◆ SOURCE PASSAGE ◆
● ● ● ● ●
New Zealand win historic Winter Olympics gold but pandas run out
"Super-proud" snowboarder Zoi Sadowski Synnott made history on Sunday after winning New Zealand's first ever Winter Olympic gold but the men's downhill skiers were forced to wait 24 hours for their chance.
Seven golds were up for grabs on the second full day of competition in the Chinese capital.
Seven became six when the main event of the day, the men's downhill -- one of the most closely watched events at the Winter Olympics -- was postponed until Monday because of gusty winds.
Norway's Aleksander Aamodt Kilde -- one half of skiing's golden couple with Mikaela Shiffrin -- will be hot favourite.
Sadowski Synnott, 20, held her nerve under brilliant blue skies to take the women's snowboard slopestyle title with the last run of the competition and make history.
"Honestly it's absolute disbelief but it probably means more to me to win New Zealand's first Winter Olympic gold," said Sadowski Synnott, who was born in Sydney and moved to New Zealand when she was six.
"It makes me super proud to be a Kiwi."
● ● ● ● ●
◆ ACTION ITEM ◆
In the Winter Olympics report, why was the men's downhill postponed until Monday?

◆ DATA LISTING ◆
● ● ● ● ●
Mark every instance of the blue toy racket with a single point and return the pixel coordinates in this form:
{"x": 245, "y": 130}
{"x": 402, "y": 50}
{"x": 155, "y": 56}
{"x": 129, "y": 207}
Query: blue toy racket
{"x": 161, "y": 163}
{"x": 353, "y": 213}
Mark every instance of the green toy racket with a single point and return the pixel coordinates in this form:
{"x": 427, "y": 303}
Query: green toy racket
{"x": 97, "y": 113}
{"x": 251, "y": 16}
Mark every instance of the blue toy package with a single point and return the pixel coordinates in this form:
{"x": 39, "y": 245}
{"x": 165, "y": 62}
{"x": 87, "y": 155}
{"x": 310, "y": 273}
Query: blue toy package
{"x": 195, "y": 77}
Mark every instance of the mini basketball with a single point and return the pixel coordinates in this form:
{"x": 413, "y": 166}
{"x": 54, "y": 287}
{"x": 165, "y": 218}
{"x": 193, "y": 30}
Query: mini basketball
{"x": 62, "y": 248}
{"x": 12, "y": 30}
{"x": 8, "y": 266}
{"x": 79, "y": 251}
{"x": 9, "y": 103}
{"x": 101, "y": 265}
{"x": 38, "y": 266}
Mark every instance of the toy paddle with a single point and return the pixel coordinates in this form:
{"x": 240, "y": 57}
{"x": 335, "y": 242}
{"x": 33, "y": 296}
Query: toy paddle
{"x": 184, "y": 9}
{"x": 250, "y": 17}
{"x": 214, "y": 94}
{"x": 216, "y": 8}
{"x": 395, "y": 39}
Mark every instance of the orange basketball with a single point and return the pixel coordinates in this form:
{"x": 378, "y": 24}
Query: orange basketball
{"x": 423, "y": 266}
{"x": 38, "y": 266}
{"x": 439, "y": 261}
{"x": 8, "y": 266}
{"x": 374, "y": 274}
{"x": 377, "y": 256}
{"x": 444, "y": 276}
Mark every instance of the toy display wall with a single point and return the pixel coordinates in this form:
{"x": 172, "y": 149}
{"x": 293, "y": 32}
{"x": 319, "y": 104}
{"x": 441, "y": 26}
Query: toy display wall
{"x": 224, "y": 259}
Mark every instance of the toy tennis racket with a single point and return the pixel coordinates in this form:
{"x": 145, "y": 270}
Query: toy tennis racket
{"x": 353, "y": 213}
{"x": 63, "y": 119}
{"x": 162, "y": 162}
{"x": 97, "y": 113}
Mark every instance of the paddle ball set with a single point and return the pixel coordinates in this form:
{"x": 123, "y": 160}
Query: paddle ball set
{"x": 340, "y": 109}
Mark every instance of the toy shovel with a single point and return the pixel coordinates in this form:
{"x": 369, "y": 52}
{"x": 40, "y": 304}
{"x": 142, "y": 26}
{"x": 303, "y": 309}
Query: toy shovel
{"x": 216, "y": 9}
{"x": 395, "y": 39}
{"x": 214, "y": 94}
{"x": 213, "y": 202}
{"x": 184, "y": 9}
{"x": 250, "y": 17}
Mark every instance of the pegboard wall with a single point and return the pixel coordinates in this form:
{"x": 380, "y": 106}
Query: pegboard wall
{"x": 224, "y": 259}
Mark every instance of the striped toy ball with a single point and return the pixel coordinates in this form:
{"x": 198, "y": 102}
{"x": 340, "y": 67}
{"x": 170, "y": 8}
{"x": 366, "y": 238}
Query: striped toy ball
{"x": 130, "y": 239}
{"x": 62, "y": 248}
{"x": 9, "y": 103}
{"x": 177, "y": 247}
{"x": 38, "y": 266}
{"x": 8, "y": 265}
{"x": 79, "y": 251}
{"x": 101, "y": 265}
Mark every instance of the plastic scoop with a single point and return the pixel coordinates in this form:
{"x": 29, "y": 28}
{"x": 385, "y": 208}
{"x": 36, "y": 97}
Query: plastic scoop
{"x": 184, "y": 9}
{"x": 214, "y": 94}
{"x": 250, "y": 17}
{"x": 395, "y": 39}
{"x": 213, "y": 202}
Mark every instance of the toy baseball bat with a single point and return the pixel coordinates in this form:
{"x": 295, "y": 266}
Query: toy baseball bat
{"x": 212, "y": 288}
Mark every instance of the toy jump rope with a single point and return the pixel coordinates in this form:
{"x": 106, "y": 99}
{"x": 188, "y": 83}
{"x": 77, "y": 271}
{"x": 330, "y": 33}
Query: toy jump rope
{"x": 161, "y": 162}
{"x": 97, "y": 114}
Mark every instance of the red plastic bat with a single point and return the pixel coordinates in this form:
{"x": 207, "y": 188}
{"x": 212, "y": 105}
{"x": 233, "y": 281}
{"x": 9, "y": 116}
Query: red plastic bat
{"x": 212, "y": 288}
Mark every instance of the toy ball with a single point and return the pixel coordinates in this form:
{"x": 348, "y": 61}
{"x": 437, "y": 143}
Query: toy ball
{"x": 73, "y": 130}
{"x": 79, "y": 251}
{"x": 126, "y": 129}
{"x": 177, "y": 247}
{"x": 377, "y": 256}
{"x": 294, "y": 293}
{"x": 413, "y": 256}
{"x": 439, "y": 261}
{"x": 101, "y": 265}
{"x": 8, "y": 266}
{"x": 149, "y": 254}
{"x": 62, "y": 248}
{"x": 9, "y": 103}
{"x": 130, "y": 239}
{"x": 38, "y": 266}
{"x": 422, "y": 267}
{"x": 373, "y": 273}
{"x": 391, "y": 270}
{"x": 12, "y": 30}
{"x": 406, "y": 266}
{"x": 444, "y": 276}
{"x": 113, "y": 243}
● ● ● ● ●
◆ ANSWER SPACE ◆
It was postponed because of gusty winds.